SOURCE INFORMATION Block Start

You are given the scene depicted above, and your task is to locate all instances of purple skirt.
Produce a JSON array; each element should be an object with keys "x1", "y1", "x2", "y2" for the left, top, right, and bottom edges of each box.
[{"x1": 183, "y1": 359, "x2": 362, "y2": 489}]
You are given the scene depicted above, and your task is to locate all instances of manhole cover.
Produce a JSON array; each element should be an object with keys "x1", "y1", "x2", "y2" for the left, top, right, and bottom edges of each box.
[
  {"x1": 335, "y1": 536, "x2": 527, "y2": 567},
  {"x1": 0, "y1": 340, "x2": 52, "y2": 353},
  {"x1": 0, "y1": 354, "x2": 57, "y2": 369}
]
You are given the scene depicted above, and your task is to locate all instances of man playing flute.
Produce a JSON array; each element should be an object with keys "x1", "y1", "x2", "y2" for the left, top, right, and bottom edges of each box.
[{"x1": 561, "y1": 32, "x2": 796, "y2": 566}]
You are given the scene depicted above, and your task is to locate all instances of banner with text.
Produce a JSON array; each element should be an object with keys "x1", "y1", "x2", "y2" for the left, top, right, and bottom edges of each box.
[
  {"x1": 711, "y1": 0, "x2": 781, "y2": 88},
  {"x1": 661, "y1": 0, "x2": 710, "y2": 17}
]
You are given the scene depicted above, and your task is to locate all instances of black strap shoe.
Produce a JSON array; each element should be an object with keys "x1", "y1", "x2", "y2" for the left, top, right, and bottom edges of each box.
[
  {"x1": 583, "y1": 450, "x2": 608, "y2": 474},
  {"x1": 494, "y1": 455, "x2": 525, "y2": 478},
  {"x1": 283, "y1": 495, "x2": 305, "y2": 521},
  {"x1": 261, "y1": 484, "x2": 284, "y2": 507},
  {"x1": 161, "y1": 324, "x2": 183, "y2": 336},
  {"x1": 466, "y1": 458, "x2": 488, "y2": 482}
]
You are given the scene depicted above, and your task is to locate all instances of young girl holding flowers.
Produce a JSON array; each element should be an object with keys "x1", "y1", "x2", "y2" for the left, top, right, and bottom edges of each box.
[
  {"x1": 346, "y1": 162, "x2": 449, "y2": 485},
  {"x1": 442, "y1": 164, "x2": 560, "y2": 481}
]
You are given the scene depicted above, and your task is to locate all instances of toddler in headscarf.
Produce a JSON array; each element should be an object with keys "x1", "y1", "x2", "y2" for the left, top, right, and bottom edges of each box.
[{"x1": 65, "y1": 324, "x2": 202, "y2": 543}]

SOURCE INFORMATION Block End

== EXERCISE PROMPT ==
Find the word "above" in the material, then list each line that holds it.

== SOLUTION TO THIS EXERCISE ==
You are given the scene depicted above, and your task is to locate all instances of purple skirt.
You are given the scene depicted above, and your task is to locate all instances of manhole cover.
You are given the scene depicted above, and your task is to locate all instances of man playing flute.
You are given the scene depicted above, and your task is to locate all instances of banner with text.
You are given the scene depicted above, and your task is to locate all instances of black strap shoe.
You are given the scene depicted above, and your task is to locate all instances of young girl holding flowers.
You are given the scene depicted above, and your task is to locate all instances of toddler in headscarf.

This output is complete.